┌─ Texte

Les deux volets majeurs de la politique étrangère américaine de l’après 2001, à savoir l’Irak et l’Afghanistan, servent aujourd’hui à départager les amis des Américains et les autres. Nicolas Sarkozy n’est évidemment pas passé à côté…
Fruits du même ADN – la lutte contre le terrorisme – les deux fronts ouverts par les Etats-Unis au lendemain des attentats du 11 septembre 2001 restent décidément liés jusque dans leur destin : celui de servir à choisir son camp.
Pour l’administration Bush et les partisans de sa ligne guerrière, la stratégie menée en Irak et en Afghanistan a conduit au même résultat incontestable : le « succès ». Avec pour chacun des « dossiers », une légère variante locale et conjoncturelle, quant à ce qu’une telle « victoire » implique pour la suite : qualifier la stratégie en Irak de « succès » permet de préparer le départ des troupes étrangères ; l’évoquer pour l’Afghanistan permet de justifier leur maintien et l’envoi de nouveaux contingents…
La décision du président Sarkozy (confirmée à Bucarest) d’envoyer un bataillon supplémentaire en Afghanistan vient valider cette ligne idéologique. 700 hommes de plus dans la marée des quelques 60 000 alliés déployés dans le pays au titre de l’OTAN ou de l’opération américaine « Enduring Freedom » auront bien peu d’incidence. Tant sur la détermination des talibans à en découdre avec les « forces d’occupation » que sur les avancées dans la stratégie prônée d’« afghanisation » du conflit, et le départ des forces étrangères qu’elle conditionnera. Les motivations sont ailleurs.

└─
┌─ Données extraites

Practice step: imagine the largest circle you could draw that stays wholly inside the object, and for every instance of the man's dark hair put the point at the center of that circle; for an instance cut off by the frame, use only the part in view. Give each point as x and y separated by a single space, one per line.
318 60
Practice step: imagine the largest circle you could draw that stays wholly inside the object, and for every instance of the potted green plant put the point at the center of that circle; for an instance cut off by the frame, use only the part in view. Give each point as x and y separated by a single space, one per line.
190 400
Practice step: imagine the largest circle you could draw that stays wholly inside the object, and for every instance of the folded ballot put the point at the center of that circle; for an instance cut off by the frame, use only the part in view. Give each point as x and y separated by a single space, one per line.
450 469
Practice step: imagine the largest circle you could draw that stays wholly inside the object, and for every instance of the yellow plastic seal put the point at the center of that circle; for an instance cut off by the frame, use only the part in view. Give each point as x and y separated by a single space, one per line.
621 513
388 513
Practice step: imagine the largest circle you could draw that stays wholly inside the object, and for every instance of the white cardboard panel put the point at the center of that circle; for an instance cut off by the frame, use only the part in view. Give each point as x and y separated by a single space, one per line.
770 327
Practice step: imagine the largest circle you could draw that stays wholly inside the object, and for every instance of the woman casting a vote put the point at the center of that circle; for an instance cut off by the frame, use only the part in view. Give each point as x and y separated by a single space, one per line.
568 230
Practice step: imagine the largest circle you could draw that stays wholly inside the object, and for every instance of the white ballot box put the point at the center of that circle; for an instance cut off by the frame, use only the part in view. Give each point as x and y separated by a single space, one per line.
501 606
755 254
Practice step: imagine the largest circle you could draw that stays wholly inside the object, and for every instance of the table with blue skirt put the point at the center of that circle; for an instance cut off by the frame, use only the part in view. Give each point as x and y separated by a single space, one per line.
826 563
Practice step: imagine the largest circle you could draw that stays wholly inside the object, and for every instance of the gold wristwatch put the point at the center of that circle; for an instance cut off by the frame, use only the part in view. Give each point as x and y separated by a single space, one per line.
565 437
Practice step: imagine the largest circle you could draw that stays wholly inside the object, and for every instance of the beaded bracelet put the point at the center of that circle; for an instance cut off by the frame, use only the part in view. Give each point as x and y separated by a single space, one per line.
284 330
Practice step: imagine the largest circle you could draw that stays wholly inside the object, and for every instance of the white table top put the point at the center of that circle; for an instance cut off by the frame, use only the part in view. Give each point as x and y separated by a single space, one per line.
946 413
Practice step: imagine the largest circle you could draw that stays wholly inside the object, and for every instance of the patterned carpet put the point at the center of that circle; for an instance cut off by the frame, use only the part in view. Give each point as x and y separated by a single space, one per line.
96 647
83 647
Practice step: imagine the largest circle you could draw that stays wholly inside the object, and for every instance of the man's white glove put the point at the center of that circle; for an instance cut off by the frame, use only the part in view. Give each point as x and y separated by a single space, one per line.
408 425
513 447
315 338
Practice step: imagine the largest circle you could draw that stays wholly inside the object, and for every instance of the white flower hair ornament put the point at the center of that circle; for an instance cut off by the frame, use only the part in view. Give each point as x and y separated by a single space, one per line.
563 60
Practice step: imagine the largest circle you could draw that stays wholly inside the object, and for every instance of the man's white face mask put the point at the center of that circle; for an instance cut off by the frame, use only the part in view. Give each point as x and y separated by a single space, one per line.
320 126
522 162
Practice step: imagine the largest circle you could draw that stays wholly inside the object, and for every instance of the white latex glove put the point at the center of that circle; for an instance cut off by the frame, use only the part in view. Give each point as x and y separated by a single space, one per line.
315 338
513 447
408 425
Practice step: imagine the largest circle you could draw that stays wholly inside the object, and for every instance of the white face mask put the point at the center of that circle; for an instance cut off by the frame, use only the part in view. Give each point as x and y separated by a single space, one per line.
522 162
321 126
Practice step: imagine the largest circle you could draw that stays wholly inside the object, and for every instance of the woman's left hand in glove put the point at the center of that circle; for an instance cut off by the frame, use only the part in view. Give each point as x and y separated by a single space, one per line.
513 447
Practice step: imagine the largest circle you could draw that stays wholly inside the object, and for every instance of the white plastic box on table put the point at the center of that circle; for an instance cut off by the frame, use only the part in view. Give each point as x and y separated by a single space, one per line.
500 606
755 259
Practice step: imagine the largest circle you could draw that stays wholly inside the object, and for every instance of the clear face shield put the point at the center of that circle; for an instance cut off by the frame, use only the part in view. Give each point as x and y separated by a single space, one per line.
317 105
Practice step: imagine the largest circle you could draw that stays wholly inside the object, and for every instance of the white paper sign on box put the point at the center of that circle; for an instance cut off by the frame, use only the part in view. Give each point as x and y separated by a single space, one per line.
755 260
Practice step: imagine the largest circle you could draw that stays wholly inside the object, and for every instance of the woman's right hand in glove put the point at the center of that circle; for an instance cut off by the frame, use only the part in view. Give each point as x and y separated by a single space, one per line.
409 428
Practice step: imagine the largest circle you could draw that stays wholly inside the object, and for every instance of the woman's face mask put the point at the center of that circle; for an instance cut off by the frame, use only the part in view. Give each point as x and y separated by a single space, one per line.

└─

### Consigne rédigée
Rédigez la suite du texte sur la politique américaine en Irak et en Afghanistan, en reprenant juste après sa dernière phrase.

### Problème résolu
Par ce geste symbolique, Sarkozy travaille autant à « amplifier les chances de la paix en Afghanistan », comme l’a formulé le Premier ministre devant les députés français le 1er avril, qu’à en donner une à sa stratégie de réussir : envoyer plus d’hommes, pour gagner plus de puissance politico-militaire au sein de l’OTAN.
Ce qui passe par un deal. En « donnant » des hommes à la « cause » afghane, preuve de la solidarité de la France à l’égard de ses alliés, Sarkozy attend en contrepartie que les États-Unis lâchent du lest sur la défense européenne, qu’ils voient d’un mauvais œil. Et accordent aux Européens une place plus importante dans l’organisation interne de l’Alliance atlantique, ce qui justifierait un retour de la France dans sa structure militaire intégrée.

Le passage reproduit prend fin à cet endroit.